*Data to use:*

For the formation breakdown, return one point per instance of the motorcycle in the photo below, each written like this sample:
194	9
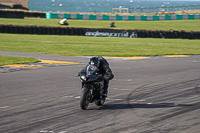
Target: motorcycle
92	87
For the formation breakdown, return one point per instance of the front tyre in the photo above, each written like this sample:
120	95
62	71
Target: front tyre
101	101
84	101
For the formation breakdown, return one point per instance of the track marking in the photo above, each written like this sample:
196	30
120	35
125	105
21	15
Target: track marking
58	62
24	66
4	107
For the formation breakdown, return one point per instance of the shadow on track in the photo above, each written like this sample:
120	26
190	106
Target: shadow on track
143	105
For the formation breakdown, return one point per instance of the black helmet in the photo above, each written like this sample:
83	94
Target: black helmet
94	61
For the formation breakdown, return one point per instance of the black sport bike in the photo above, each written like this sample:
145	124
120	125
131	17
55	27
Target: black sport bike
92	87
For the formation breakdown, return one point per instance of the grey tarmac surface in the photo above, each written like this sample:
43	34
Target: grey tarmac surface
156	95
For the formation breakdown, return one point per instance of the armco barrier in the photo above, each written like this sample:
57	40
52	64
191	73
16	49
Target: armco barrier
42	30
124	17
11	14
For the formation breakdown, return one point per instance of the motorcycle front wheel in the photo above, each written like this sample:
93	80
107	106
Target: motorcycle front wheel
85	98
101	101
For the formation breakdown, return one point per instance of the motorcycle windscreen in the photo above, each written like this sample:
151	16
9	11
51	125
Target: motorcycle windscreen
91	73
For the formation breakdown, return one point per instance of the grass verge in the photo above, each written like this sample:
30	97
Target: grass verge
8	60
187	25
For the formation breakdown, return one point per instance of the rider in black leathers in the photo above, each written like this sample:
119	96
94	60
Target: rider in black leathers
104	69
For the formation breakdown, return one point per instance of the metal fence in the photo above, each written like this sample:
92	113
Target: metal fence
156	9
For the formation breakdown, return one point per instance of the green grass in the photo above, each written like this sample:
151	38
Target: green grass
187	25
7	60
93	46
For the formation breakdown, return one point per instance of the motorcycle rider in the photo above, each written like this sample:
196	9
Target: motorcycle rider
104	69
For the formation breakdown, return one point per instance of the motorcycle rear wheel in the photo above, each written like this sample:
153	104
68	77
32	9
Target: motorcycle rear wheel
84	102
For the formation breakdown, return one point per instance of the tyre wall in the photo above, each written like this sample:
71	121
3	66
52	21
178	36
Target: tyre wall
42	30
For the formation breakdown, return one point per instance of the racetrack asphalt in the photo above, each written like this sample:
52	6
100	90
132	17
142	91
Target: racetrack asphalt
152	95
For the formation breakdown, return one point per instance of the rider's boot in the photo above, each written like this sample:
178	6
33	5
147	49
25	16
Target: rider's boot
105	91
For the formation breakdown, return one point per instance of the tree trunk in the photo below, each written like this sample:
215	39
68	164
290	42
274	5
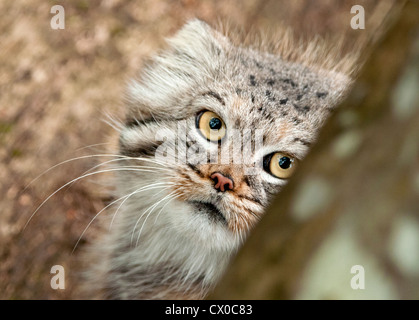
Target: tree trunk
347	224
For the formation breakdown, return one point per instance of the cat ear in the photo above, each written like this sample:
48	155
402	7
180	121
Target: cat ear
193	55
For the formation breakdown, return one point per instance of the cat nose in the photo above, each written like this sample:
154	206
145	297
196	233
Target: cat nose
222	183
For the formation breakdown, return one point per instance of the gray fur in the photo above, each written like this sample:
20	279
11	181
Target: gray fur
182	251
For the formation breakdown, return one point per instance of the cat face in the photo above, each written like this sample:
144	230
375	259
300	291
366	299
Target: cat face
222	129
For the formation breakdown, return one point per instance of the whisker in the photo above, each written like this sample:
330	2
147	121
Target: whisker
148	215
139	219
110	204
74	180
91	156
151	187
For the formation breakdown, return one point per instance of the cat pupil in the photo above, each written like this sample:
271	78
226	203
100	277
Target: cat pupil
285	162
215	124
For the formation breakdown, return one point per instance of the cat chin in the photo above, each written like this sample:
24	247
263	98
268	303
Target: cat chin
203	227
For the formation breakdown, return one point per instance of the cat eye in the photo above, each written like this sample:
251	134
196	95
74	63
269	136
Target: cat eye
211	125
280	165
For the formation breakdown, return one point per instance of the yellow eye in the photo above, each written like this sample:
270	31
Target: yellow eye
280	165
211	125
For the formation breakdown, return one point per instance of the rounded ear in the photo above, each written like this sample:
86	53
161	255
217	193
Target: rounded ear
193	54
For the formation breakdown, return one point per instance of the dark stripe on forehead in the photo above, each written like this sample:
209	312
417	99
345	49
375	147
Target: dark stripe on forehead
216	96
303	142
134	122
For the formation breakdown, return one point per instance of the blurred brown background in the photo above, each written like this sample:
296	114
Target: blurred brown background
56	89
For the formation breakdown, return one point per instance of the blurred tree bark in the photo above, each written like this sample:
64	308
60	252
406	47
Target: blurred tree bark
347	224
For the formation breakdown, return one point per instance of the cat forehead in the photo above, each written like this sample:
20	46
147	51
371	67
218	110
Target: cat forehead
263	90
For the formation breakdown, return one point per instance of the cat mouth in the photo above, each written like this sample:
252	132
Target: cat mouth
209	209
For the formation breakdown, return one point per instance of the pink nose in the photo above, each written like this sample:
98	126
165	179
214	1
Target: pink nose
222	182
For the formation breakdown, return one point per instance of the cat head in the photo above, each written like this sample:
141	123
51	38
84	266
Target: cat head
218	129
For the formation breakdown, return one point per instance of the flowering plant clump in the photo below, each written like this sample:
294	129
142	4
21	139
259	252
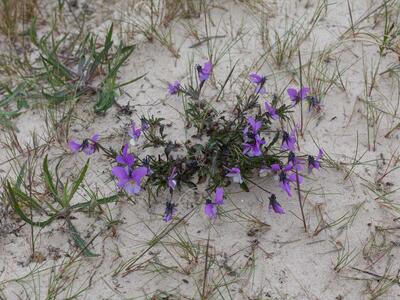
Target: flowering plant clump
228	148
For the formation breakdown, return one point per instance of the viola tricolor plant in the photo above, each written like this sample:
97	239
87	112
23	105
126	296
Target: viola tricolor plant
229	149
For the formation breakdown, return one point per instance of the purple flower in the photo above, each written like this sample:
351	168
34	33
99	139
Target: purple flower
169	211
125	158
255	125
128	179
271	111
144	124
134	134
274	205
297	96
174	88
252	141
234	173
255	148
171	179
219	196
313	162
204	71
259	80
88	146
288	141
209	209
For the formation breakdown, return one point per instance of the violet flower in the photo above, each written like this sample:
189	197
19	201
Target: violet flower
259	80
144	124
210	209
169	211
255	125
130	179
171	179
270	111
275	205
125	158
297	96
254	149
219	196
88	146
313	162
234	173
288	141
204	71
134	134
174	88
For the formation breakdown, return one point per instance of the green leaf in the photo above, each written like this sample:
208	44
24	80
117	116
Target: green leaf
101	201
48	179
21	214
77	183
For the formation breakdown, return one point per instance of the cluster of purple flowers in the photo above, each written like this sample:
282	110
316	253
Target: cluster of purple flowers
130	171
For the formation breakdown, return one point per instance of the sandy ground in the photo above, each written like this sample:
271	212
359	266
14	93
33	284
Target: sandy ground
351	249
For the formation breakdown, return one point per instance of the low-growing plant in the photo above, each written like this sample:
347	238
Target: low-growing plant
226	147
59	205
67	69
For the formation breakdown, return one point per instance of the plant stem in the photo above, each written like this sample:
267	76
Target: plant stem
301	101
300	202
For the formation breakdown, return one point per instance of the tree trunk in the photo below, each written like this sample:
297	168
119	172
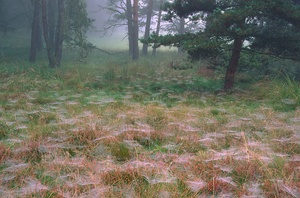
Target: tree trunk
158	26
129	25
35	31
147	28
52	15
135	41
181	31
233	64
59	32
51	57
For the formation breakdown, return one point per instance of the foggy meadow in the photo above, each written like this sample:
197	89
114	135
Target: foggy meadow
149	98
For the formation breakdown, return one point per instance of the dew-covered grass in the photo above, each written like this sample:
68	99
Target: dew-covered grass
110	127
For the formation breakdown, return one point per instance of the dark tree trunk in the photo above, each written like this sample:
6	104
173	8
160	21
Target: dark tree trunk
59	31
233	64
135	41
51	57
129	25
52	15
181	31
158	26
35	31
147	28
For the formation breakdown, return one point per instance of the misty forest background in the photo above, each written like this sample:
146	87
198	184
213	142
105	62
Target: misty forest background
149	98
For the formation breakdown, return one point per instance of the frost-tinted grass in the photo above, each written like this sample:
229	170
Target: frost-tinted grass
111	127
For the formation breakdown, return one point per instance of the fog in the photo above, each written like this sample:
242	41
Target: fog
114	40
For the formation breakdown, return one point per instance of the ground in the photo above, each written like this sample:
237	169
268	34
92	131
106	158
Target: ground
116	128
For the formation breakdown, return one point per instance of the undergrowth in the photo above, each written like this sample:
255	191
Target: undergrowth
111	127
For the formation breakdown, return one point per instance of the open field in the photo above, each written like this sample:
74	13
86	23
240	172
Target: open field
115	128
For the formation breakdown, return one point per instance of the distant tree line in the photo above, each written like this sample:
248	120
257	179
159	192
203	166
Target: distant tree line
205	29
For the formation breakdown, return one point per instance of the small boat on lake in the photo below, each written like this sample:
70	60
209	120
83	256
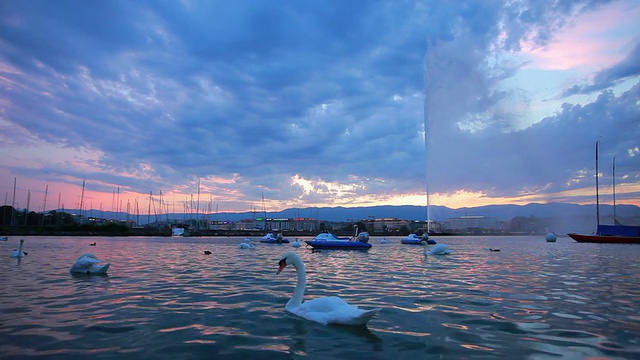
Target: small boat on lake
414	239
606	234
611	234
270	238
327	240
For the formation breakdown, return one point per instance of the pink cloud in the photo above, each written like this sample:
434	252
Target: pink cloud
596	40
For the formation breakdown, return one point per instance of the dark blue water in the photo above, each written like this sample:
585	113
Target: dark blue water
164	299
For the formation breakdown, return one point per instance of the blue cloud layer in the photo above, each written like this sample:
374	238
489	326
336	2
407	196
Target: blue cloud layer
258	92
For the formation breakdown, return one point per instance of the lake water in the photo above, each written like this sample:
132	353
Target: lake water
164	299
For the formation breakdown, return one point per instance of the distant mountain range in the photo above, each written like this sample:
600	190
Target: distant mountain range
411	212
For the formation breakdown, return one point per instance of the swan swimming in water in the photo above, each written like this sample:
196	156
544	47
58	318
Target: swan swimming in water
438	249
326	310
246	245
18	253
88	264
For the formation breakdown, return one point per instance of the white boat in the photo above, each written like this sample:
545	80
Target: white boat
273	239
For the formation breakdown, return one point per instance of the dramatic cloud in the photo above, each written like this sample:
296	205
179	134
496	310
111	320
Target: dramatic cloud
314	103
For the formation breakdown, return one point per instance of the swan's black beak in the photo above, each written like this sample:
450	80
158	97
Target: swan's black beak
281	264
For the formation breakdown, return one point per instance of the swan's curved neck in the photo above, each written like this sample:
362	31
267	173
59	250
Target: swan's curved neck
298	293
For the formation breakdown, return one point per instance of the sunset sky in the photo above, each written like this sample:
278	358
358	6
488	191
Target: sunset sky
317	103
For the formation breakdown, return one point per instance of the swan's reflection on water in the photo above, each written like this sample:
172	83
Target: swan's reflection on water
163	298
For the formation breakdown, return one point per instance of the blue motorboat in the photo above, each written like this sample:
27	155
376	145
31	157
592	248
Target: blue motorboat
327	240
270	238
414	239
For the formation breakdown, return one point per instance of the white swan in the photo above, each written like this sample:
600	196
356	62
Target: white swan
326	310
88	264
439	249
244	245
18	253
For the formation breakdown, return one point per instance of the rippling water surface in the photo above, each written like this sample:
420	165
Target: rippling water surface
164	299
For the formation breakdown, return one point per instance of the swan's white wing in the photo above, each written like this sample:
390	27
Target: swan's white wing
333	310
88	255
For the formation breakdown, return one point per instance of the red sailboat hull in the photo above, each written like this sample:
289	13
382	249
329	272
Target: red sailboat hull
605	239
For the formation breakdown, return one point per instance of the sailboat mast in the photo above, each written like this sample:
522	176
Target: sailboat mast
614	191
44	206
597	194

*Exercise:* Copy exactly the line that contains "Target: rippling water surface" and every line after it through the end of the entries, with nothing added.

*Written reply:*
Target: rippling water surface
164	299
For the formation breakdown, return one point per instance of the swan's white wing in the photo above, each written like this sample:
390	27
Target: swan's white wing
333	310
88	255
For the formation breakdown, return one point per instance of the red sailboat hull in the photo above, each written like this sample:
289	13
382	249
329	272
Target: red sailboat hull
605	239
For the formation breakdown, return one point per instance of the sailboat mast in the photo above, each written like this sample:
522	176
Target: sailboat mast
614	191
44	206
597	194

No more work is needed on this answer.